Excerpt provided >>
__________________________________________________
- Active: 1968–1976
- Country: Mexico
- Allegiance: Mexican government
- Type: Parapolice
- Role: Utilized to fire on students and soldiers to sow confusion during the events of October 2, 1968 Used to massacre student demonstrators during El Halconazo
- Size: 1,500–2,000 members

= Batallón Olimpia =

Mexican paramilitary group involved in suppressing the 1968 Student Movement

The Batallón Olimpia was a counterinsurgent paramilitary group created by the Mexican government to surveil, spy on, pursue, sabotage, execute, murder, and disappear members of the Mexican Movement of 1968 and to infiltrate the movement itself.

== Background ==
The battalion was under the command of general Luis Gutiérrez Oropeza and consisted of elements from the Estado Mayor Presidencial and Dirección Federal de Seguridad, the Policía Judicial Federal (Federal Judicial Police), the Policía Judicial del Distrito Federal (Mexico City Federal Judicial Police), and the Inspección Fiscal Federal (Federal Tax Inspection). It is estimated to have had around 1,500 to 2,000 members.
__________________________________________________
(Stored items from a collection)
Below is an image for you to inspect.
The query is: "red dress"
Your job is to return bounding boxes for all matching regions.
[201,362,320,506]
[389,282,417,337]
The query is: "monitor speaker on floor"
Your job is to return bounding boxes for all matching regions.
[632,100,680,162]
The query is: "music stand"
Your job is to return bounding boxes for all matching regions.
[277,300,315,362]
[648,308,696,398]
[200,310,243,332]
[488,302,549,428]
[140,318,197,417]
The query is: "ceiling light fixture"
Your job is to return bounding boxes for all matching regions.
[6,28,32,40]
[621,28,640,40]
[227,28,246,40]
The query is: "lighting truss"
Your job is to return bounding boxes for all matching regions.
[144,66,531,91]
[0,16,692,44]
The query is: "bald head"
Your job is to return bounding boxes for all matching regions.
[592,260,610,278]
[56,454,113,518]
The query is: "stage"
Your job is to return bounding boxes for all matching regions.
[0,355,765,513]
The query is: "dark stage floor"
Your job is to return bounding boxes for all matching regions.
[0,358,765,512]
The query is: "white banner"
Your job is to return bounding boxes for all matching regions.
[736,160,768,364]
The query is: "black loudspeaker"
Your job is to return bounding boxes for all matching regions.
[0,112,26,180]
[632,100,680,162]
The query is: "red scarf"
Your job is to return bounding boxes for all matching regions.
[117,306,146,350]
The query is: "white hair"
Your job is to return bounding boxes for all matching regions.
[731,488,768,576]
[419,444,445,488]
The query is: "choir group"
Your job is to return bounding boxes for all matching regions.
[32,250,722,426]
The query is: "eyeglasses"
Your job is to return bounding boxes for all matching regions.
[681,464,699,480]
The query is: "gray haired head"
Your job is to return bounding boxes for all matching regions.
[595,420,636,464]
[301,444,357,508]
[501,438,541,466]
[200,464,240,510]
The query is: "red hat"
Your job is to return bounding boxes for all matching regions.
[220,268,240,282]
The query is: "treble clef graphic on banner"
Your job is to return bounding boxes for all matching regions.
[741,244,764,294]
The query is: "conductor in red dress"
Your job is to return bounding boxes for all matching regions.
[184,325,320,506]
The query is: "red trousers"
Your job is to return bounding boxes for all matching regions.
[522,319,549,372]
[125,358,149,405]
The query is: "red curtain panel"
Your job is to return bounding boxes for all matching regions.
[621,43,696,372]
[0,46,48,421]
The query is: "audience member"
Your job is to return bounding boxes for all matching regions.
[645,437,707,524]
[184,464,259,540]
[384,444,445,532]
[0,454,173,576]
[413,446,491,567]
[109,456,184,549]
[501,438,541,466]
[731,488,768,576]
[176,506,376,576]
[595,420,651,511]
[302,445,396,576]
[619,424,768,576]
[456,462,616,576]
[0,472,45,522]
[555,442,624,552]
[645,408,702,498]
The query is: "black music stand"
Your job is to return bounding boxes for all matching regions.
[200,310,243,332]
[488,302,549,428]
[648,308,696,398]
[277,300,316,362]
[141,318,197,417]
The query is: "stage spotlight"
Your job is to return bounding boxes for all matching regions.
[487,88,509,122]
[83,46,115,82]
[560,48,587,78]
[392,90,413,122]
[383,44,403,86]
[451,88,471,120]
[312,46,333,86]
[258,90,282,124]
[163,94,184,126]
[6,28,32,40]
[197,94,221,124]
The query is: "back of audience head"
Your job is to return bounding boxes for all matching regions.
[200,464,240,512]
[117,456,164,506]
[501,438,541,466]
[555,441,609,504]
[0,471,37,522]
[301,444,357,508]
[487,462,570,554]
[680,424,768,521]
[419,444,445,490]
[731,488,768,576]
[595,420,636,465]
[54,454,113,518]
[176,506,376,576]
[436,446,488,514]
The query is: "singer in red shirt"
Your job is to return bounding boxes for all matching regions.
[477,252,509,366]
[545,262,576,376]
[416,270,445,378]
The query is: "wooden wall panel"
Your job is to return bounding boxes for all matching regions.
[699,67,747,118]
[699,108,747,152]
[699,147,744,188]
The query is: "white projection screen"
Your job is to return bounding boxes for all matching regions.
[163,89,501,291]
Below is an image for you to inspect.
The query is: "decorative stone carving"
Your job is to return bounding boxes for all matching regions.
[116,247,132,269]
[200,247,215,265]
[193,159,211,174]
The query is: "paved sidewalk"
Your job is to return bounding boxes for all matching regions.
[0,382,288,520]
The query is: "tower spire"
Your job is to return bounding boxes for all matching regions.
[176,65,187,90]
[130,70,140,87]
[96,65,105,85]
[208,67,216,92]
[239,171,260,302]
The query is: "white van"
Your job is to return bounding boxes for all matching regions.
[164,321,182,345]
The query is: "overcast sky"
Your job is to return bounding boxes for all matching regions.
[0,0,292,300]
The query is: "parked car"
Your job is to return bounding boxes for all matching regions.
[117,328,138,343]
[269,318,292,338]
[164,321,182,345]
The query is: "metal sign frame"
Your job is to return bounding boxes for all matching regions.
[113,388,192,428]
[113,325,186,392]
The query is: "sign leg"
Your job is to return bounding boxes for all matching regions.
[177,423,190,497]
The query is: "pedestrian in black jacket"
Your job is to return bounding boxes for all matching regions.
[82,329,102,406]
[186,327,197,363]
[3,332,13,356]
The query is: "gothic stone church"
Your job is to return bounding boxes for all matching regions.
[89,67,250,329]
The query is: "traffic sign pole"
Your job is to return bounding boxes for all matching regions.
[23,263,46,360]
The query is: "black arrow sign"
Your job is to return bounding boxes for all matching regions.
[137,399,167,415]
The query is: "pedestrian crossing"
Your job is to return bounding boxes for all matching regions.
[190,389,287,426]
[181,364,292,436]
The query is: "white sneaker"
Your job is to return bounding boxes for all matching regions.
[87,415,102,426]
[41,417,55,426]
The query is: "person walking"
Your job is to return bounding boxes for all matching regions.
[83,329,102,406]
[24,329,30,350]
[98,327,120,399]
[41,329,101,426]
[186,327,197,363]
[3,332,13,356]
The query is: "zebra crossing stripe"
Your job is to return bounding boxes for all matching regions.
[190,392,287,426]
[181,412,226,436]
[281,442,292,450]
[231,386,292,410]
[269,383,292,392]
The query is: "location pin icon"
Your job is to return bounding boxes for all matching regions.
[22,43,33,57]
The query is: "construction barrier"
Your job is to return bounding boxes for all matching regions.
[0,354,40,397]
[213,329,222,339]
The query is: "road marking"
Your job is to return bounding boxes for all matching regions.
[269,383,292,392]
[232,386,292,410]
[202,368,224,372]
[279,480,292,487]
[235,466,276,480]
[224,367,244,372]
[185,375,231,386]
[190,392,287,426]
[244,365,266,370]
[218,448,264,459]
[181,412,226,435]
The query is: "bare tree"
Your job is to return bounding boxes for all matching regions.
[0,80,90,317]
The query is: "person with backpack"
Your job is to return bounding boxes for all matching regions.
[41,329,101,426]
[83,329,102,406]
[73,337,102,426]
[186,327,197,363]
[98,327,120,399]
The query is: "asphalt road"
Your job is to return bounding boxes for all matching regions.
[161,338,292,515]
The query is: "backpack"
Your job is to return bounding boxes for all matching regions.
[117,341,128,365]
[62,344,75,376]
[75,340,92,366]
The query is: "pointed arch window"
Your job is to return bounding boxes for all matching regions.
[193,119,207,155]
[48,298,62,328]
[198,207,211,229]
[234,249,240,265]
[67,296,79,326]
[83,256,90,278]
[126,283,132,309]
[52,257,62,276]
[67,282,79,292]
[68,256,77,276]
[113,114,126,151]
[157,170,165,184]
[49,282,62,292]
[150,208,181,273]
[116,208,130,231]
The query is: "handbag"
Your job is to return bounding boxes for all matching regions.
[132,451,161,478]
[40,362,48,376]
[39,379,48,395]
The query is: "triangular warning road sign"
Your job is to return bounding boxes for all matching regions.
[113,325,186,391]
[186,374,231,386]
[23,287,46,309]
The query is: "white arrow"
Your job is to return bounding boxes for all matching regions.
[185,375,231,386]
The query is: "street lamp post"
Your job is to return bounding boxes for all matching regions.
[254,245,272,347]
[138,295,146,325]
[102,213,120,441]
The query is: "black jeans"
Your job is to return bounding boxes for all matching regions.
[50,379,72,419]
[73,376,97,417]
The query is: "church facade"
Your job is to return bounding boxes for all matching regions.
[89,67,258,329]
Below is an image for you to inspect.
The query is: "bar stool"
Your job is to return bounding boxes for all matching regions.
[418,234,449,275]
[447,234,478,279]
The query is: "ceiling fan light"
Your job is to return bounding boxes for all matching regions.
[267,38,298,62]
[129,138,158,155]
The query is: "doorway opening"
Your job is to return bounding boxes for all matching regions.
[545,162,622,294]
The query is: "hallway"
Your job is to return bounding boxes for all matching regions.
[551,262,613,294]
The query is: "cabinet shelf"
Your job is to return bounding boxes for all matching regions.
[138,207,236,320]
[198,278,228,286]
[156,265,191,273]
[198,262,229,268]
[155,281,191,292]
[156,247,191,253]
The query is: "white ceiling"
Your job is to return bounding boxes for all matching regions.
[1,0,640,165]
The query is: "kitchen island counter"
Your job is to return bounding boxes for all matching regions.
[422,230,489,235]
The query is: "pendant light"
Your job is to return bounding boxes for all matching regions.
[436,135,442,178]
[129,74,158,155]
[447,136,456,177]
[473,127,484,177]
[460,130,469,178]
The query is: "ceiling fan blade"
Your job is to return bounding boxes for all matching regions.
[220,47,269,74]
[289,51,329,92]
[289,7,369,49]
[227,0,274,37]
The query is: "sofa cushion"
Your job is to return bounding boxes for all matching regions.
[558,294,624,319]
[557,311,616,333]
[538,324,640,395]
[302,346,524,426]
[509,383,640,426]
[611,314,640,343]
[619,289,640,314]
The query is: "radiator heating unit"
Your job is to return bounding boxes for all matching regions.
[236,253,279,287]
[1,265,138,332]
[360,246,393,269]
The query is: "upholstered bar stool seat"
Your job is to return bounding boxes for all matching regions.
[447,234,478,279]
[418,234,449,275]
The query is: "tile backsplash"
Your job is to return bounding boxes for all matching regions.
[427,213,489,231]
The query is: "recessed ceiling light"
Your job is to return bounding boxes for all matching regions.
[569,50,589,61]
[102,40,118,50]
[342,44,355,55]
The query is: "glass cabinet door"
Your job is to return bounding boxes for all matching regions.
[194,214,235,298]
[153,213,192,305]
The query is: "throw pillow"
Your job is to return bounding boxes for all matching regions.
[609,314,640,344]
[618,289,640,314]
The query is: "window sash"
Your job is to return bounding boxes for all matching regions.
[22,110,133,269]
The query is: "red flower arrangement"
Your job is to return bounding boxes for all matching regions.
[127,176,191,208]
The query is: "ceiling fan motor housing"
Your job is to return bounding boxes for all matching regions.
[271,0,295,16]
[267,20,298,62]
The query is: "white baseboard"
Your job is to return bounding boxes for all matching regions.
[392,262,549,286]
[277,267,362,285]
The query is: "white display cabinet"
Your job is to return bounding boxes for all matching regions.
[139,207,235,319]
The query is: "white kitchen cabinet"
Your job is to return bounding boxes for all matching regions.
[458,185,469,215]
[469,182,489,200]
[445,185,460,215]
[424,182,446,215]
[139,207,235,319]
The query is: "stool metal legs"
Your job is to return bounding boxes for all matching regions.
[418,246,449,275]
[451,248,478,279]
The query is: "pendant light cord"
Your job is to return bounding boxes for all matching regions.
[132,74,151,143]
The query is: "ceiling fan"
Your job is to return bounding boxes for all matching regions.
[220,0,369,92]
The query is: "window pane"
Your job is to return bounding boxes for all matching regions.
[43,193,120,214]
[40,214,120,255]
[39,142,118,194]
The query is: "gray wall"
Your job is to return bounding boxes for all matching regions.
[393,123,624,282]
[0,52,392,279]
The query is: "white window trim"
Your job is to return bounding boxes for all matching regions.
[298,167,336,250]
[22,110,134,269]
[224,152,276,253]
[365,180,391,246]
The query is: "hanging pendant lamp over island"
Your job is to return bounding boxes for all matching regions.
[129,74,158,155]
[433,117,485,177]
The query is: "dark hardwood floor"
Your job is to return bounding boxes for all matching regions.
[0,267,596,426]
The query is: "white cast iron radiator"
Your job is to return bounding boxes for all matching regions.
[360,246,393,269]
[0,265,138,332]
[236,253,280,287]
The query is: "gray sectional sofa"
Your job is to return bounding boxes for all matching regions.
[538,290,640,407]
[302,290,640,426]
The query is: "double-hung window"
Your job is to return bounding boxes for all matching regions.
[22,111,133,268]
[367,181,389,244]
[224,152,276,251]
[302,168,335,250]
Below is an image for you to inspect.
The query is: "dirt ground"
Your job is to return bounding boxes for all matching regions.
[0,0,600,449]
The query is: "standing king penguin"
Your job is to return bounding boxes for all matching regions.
__________________________________________________
Work to do >>
Please answer these questions about the Batallón Olimpia text above:
(a) During which years was the group active?
(b) Who commanded the battalion?
(c) What type of group is it listed as?

Finished answer >>
(a) 1968–1976
(b) General Luis Gutiérrez Oropeza
(c) Parapolice